--- Aufgabenstellung ---
Geben Sie den Abschnitt des Berichts über die Bornaer Kneipe, beginnend bei „Aber Lerch findet“ und endend bei „Übernahme gefragt hätte.“, erneut wieder. Benennen Sie darin „Speisekarte“ in „Getränkekarte“ um.

--- Quelle ---
========================================================================
Die Gaststätte "Glück Auf" ist in Borna eine Institution. Erhard Lerch betreibt die Kneipe seit 1991. Im nächsten Jahr soll für ihn Schluss sein.
Aber Lerch findet keinen Nachfolger. Bereits seit fünf Jahren suche er über die Website der Gaststätte einen Nachfolger. "Wir haben in jeder Speisekarte Annoncen eingebaut. Wir haben im Fenster ständig Werbung. Wir haben in der Zeitung, wir haben in den Werbezeitungen die sonntags frei erhältlich sind, Werbung gemacht. Es kostet eigentlich alles nur Geld und bringt nichts", sagt Lerch. Bislang sei niemand gekommen, der nach einer Übernahme gefragt hätte.
Schließung des "Glück Auf" droht
Wenn Erhard Lerch keinen Nachfolger findet, muss das "Glück Auf" schließen. Dabei gibt es die Kneipe seit 1912. Außer zu Kriegszeiten sei sie immer in Betrieb gewesen, sagt Lerch. Für ihn ist sie sein Lebenswerk.
Ich bin für alles zuständig. Ich bin der Kellner, die Putzfrau, der Gärtner, der Heizer.
Weil er kein Personal findet, muss er inzwischen kürzer treten. Das "Glück auf" hat inzwischen nur noch an vier Tagen in der Woche auf. "Das ist nicht nur viel Arbeit, das ist sehr viel Arbeit. Ich bin für alles zuständig. Ich bin der Kellner, die Putzfrau, der Gärtner, der Heizer. Eigentlich bin ich alles", so der Gastronom. Trotzdem will Lerch nicht wegen der vielen Arbeit aufhören, sondern wegen seines Alters.
Branchenverband sieht Bürokratie als Hauptgrund
Wie ist das woanders? Warum machen dort Kneipen dicht? Axel Klein ist Hauptgeschäftsführer des Deutschen Hotel- und Gaststättenverbandes (Dehoga) Sachsen. Er sieht vor allem zwei Gründe: "Also wenn Sie Prioritäten setzen würden, da hätten wir vielleicht vor zwei, drei Jahren noch gesagt: Personal", sagt Klein. Inzwischen sei die übergreifende Bürokratie der Hauptgrund für die Probleme der Branche.
Kneipenbetreiber Lerch bestätigt das und spricht die hohen laufenden Kosten für Strom, Gas, Wasser, Gema, IHK und so weiter an. Es sei nicht einfach, eine Kneipe zu betreiben, selbst wenn der Laden brummt. Lerch kann sich gut vorstellen, einen möglichen Nachfolger oder eine Nachfolgerin zu unterstützen. Nur selbst für alles verantwortlich sein, will er nicht mehr.
Nur noch fünf Kneipen in Borna
In Borna habe es früher 50 Kneipen gegeben, jetzt seien es nur noch fünf, sagt Lerch. Daneben gebe es noch einige Imbisse und Restaurants. Aber das sei eben nicht das gleiche wie eine Kneipe. "Es würde mir sehr, sehr wehtun, wenn wir aufhören würden", so Lerch. "Kneipe ist eigentlich Kultur. Das vergessen die meisten Menschen." Man gehe nicht in die Gaststätte, um zu trinken oder zu essen – sondern um sich zu unterhalten, sich mit Freunden zu treffen, zu klönen, Fußball zu gucken, Musik zu hören. Das falle dann alles weg. Für Borna wäre die Schließung der Kneipe ein großer Schaden, meint Lerch.
========================================================================
Unbearbeitete Einträge
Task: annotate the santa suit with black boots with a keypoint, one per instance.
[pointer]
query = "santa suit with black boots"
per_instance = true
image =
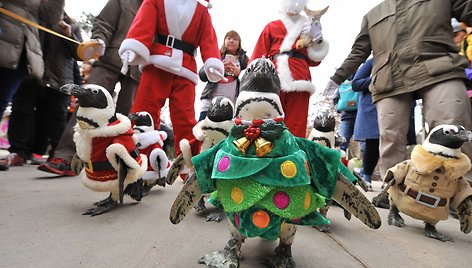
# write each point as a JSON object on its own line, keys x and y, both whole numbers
{"x": 150, "y": 143}
{"x": 106, "y": 147}
{"x": 163, "y": 39}
{"x": 278, "y": 42}
{"x": 432, "y": 181}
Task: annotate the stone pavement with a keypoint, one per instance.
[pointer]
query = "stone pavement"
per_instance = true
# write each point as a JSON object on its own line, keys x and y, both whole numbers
{"x": 41, "y": 226}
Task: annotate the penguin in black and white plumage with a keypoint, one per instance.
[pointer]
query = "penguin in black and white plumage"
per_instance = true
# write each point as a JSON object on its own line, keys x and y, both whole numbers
{"x": 211, "y": 130}
{"x": 427, "y": 185}
{"x": 323, "y": 131}
{"x": 215, "y": 127}
{"x": 150, "y": 143}
{"x": 106, "y": 144}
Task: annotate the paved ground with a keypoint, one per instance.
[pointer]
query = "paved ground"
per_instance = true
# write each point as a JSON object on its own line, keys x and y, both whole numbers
{"x": 41, "y": 226}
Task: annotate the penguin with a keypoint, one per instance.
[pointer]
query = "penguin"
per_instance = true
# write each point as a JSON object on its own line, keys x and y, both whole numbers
{"x": 427, "y": 185}
{"x": 150, "y": 143}
{"x": 106, "y": 144}
{"x": 261, "y": 169}
{"x": 211, "y": 130}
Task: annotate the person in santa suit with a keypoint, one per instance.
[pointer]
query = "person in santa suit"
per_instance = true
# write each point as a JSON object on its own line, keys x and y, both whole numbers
{"x": 163, "y": 39}
{"x": 277, "y": 42}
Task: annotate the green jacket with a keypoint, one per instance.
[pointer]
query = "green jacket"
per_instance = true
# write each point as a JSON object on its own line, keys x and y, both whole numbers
{"x": 412, "y": 44}
{"x": 258, "y": 194}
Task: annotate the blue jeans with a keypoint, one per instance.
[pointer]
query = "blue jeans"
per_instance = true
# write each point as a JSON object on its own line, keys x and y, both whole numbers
{"x": 11, "y": 80}
{"x": 346, "y": 130}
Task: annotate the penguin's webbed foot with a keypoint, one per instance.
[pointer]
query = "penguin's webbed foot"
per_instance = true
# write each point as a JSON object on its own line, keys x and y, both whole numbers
{"x": 200, "y": 205}
{"x": 215, "y": 216}
{"x": 323, "y": 228}
{"x": 103, "y": 208}
{"x": 135, "y": 190}
{"x": 226, "y": 258}
{"x": 430, "y": 231}
{"x": 394, "y": 217}
{"x": 282, "y": 258}
{"x": 103, "y": 202}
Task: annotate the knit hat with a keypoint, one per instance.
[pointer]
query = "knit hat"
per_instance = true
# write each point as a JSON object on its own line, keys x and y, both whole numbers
{"x": 456, "y": 26}
{"x": 293, "y": 6}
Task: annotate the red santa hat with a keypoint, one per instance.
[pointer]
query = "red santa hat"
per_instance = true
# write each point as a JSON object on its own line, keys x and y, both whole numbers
{"x": 293, "y": 6}
{"x": 206, "y": 3}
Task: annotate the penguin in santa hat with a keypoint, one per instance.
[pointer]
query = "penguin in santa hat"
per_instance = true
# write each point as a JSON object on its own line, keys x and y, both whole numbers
{"x": 150, "y": 143}
{"x": 106, "y": 144}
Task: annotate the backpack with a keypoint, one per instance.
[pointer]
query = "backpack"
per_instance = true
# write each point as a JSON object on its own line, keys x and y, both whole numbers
{"x": 347, "y": 98}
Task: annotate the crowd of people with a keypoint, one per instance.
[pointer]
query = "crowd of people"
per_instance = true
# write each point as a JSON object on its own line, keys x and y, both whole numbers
{"x": 414, "y": 64}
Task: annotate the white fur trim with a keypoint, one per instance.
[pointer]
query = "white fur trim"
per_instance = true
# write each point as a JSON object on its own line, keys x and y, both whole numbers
{"x": 294, "y": 26}
{"x": 186, "y": 152}
{"x": 163, "y": 161}
{"x": 217, "y": 64}
{"x": 148, "y": 138}
{"x": 317, "y": 52}
{"x": 142, "y": 52}
{"x": 112, "y": 186}
{"x": 179, "y": 14}
{"x": 83, "y": 138}
{"x": 198, "y": 132}
{"x": 173, "y": 65}
{"x": 286, "y": 79}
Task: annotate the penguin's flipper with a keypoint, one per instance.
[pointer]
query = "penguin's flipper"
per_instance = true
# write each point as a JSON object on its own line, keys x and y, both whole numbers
{"x": 175, "y": 169}
{"x": 464, "y": 212}
{"x": 122, "y": 172}
{"x": 188, "y": 196}
{"x": 351, "y": 199}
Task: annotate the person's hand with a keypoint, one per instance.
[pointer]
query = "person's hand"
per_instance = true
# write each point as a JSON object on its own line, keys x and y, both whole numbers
{"x": 126, "y": 58}
{"x": 313, "y": 30}
{"x": 231, "y": 68}
{"x": 330, "y": 89}
{"x": 66, "y": 28}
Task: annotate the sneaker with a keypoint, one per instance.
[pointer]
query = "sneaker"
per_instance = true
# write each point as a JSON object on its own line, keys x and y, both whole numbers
{"x": 57, "y": 166}
{"x": 37, "y": 159}
{"x": 12, "y": 160}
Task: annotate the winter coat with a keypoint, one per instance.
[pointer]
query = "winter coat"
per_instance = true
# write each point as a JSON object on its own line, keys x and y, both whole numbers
{"x": 433, "y": 175}
{"x": 59, "y": 57}
{"x": 210, "y": 86}
{"x": 366, "y": 126}
{"x": 412, "y": 45}
{"x": 16, "y": 36}
{"x": 111, "y": 26}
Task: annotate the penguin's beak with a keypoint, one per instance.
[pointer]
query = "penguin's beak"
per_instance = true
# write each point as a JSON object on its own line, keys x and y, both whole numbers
{"x": 464, "y": 135}
{"x": 72, "y": 89}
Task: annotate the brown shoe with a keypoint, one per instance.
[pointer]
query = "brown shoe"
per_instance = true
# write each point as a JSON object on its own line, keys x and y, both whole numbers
{"x": 13, "y": 160}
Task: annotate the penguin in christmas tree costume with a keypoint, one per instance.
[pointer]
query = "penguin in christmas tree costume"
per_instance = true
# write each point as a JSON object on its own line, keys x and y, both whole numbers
{"x": 106, "y": 145}
{"x": 268, "y": 181}
{"x": 211, "y": 130}
{"x": 427, "y": 185}
{"x": 150, "y": 143}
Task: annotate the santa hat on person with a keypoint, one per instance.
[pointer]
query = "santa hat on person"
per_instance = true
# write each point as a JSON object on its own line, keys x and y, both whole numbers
{"x": 206, "y": 3}
{"x": 293, "y": 6}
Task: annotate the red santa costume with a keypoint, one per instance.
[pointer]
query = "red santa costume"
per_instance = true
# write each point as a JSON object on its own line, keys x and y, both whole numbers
{"x": 277, "y": 42}
{"x": 164, "y": 36}
{"x": 98, "y": 148}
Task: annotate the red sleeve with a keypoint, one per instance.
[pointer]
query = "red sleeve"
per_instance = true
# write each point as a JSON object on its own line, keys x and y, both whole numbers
{"x": 144, "y": 25}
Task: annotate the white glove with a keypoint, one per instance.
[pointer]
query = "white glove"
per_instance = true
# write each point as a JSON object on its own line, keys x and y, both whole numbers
{"x": 101, "y": 48}
{"x": 214, "y": 70}
{"x": 330, "y": 89}
{"x": 313, "y": 30}
{"x": 127, "y": 57}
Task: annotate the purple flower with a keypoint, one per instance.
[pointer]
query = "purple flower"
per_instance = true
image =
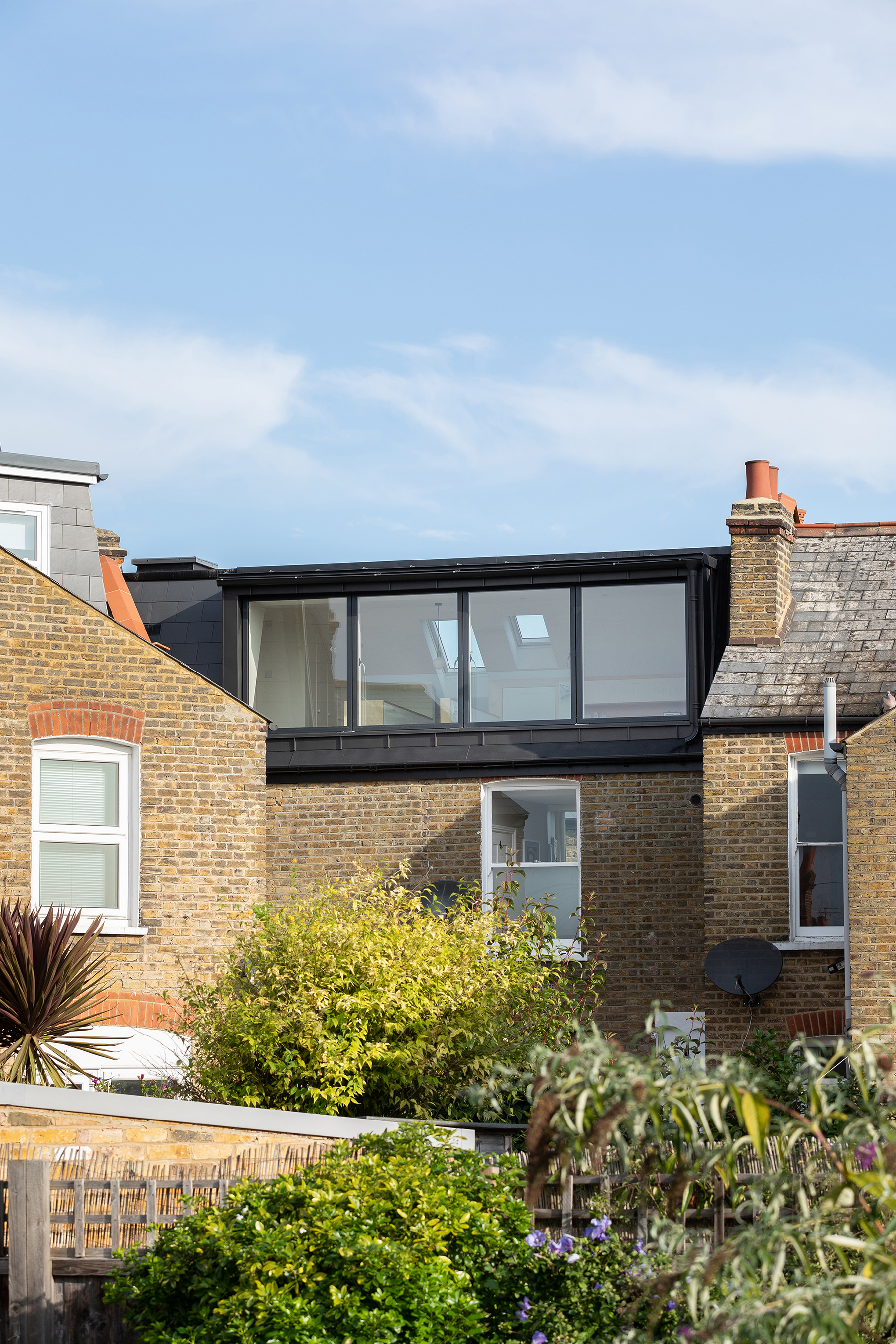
========================================================================
--- Lösung ---
Aber Lerch findet keinen Nachfolger. Bereits seit fünf Jahren suche er über die Website der Gaststätte einen Nachfolger. "Wir haben in jeder Getränkekarte Annoncen eingebaut. Wir haben im Fenster ständig Werbung. Wir haben in der Zeitung, wir haben in den Werbezeitungen die sonntags frei erhältlich sind, Werbung gemacht. Es kostet eigentlich alles nur Geld und bringt nichts", sagt Lerch. Bislang sei niemand gekommen, der nach einer Übernahme gefragt hätte.